** EXERCISE DETAILS **
Reproduce the passage from the asthma care text below verbatim, everything from "The prognosis of" down to "such as COVID-19.".

** TEXT EXCERPT **

The prognosis of asthma is not well described, however, when well-managed, life expectancy can be as long as someone without asthma. Different factors such as smoking, persistent presence of irritants and lifestyle choices can play a role. Education will be necessary to inform patients of the DO’s and Don’ts after an asthma diagnosis has been given. In recent months, there has been increase awareness associated with asthma patients being more susceptible to other illness such as COVID-19.
Patient will be instructed to stay current with vaccinations such as influenza and pneumonia, when of age, in order to prevent triggering asthma flare-ups. Avoiding known allergens is important. This patient is appropriate for a Nurse Practitioner (NP) as a provider in an Urgent Care setting. The NP is able to provide enhance care and education for asthma control, prescribe medication for acute phase or management of the diagnosis. Patients with moderate to severe asthma may require referral to a specialist, the NP must be able to discern which patients require referrals. In this case, the patient will need to see their PCP for follow up visits at periodic intervals in order to assess their asthma control and to modify treatment plan if needed (Papadakis, M & McPhee, S. 2020). In the UC setting, the patient will receive information of what is asthma, medications and devices, and an asthma action plan, however, the PCP will be able to provide the patient with additional resources available, such as Asthma Education in Home Visits and a home exposure assessment (Center of Disease Control and Prevention. 2020).
The patient’s PCP can refer them to a Pulmonologist if asthma worsens. A pulmonologist referral is appropriate since they specialize in diseases that affect the lungs, upper airway, thoracic cavity and chest wall (Allergy & Autoimmune Disease, 2020). A pulmonologist can better treat moderate to severe asthma. Depending on the severity of the asthma, a pulmonologist can then refer the patient to an allergist-immunologist to better treat the patient. An allergist-immunologist can help identify allergy and asthma triggers (Allergy & Autoimmune Disease, 2020).
FOLLOW UP CARE/REFERRAL:
Follow up care will include visit with PCP in seven days. Patient with also need planned follow up visits with PCP at periodic intervals in order to assess asthma control and to modify treatment plan if needed. Patient will be instructed to return if symptoms do not improve or if experiencing nausea, vomit, headache or severe pain. Call 911 or seek emergency services if experiencing worsening trouble breathing or shortness of breath unresolved with prescribed medication, swelling of the face/tongue, or feeling of closing of the airway.
This patient is also overdue for a pap-smear and would benefit from a woman health referral. According to Womenshealth.Gov. 2020, pap-smears should be done every 3 years between the ages of 21-29, unless there is a history of sexual transmitted diseases/infections.
Patient education will consist on aftercare instructions following an asthma diagnosis. Education will include a comprehensive explanation of what adult onset asthma is, signs symptoms to monitor, medication regimen, side effects of the medication, and when to seek medical help. Patient will be instructed to carry rescue medication with them at all times. If asthma symptoms are not resolved with the use of prescribed medication, seek medical help.

** PROVIDED RECORDS **
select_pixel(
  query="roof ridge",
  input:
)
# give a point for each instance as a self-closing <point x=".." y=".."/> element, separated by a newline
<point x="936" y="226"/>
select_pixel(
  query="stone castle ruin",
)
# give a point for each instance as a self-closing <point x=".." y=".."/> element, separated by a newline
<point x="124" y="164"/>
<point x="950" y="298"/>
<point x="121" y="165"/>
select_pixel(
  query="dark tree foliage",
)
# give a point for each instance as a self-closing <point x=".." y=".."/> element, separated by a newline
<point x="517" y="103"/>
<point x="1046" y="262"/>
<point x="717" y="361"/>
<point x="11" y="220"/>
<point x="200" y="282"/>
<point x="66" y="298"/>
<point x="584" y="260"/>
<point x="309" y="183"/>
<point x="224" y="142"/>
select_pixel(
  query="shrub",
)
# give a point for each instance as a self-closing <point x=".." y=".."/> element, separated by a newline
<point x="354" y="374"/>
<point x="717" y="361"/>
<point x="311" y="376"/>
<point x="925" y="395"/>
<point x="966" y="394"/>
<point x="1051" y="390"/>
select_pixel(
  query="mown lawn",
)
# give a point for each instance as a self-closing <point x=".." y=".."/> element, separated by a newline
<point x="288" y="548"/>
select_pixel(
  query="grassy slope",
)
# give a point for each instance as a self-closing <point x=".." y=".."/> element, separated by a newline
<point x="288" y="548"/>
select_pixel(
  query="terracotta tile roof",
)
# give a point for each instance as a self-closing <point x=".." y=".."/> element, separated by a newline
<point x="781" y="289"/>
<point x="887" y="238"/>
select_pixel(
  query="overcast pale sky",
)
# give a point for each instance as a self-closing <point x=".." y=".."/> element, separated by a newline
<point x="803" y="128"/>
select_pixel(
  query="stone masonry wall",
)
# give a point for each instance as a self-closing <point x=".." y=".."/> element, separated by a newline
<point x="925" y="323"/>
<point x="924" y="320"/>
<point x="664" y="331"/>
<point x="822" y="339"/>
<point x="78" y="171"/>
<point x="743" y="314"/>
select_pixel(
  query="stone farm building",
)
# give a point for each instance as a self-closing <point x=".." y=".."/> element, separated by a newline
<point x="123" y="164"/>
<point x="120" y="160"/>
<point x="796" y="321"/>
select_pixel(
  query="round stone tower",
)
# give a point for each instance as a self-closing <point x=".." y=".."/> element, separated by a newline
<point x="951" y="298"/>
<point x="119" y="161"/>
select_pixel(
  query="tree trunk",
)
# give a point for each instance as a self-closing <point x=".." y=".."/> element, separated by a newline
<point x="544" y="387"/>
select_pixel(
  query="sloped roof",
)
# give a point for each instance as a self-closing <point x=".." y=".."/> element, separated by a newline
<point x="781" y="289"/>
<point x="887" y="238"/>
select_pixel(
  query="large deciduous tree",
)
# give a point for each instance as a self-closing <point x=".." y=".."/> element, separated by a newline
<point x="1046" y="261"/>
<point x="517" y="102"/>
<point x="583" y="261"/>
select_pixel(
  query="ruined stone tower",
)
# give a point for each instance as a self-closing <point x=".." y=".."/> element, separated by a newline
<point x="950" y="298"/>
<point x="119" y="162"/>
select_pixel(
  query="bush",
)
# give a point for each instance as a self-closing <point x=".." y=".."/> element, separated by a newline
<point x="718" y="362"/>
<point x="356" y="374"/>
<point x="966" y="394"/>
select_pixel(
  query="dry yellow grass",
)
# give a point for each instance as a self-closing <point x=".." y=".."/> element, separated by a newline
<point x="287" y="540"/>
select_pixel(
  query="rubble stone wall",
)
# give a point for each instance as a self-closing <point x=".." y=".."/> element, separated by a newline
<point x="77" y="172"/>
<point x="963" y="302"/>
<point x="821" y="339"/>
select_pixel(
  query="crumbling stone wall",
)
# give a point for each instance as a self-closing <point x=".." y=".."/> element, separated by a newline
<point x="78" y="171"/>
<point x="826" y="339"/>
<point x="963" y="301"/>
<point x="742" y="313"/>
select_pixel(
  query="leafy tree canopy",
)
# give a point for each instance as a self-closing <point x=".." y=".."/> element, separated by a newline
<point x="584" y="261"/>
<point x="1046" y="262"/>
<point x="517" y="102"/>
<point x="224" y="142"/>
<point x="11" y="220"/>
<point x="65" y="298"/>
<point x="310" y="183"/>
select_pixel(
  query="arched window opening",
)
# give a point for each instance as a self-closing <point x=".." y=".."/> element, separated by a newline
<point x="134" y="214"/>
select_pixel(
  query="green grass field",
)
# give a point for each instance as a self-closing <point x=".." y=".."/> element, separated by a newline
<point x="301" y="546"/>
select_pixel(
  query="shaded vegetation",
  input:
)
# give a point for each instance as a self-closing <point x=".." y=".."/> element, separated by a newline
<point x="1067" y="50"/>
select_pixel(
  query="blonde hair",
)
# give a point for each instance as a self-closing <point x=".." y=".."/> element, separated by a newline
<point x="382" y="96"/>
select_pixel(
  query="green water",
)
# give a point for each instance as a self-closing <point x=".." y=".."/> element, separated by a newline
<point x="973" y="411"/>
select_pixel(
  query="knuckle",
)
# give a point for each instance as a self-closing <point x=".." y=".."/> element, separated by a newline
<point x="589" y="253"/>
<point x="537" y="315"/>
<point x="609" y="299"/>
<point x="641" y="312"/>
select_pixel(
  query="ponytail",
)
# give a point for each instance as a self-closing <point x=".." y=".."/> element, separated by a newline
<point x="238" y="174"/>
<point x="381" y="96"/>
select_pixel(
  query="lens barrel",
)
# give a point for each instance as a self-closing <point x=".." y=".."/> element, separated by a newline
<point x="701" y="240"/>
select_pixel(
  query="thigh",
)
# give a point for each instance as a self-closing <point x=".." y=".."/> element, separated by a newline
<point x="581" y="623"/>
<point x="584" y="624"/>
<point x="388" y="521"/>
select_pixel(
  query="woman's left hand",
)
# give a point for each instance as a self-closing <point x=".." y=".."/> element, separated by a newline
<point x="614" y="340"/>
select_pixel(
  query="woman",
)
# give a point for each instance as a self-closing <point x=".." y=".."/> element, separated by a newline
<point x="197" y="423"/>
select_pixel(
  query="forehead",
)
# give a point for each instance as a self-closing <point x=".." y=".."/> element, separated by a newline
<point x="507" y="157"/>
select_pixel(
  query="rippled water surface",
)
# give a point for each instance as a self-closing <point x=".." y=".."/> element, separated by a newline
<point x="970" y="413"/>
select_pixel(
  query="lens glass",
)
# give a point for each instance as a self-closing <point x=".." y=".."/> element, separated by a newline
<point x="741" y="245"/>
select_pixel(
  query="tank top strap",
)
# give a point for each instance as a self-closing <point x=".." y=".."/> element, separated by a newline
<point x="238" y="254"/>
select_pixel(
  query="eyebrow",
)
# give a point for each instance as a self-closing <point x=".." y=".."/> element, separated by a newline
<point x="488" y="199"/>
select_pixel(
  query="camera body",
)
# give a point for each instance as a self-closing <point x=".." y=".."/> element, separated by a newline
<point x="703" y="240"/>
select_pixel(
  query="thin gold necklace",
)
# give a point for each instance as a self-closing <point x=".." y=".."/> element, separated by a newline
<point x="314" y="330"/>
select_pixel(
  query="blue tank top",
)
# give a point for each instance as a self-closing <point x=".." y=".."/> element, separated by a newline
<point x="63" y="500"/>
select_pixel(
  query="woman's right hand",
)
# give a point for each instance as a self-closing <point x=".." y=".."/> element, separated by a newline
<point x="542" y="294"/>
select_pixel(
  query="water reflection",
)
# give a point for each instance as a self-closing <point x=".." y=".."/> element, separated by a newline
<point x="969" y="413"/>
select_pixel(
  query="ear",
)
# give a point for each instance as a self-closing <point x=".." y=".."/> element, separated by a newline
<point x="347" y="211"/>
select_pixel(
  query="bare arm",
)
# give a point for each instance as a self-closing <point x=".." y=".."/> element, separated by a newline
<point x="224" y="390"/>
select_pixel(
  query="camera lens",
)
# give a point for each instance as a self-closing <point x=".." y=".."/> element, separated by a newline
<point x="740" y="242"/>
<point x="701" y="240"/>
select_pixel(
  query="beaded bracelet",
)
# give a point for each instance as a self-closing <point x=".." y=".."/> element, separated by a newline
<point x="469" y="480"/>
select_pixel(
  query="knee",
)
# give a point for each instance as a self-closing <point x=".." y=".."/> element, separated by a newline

** RESULT OF THIS TASK **
The prognosis of asthma is not well described, however, when well-managed, life expectancy can be as long as someone without asthma. Different factors such as smoking, persistent presence of irritants and lifestyle choices can play a role. Education will be necessary to inform patients of the DO’s and Don’ts after an asthma diagnosis has been given. In recent months, there has been increase awareness associated with asthma patients being more susceptible to other illness such as COVID-19.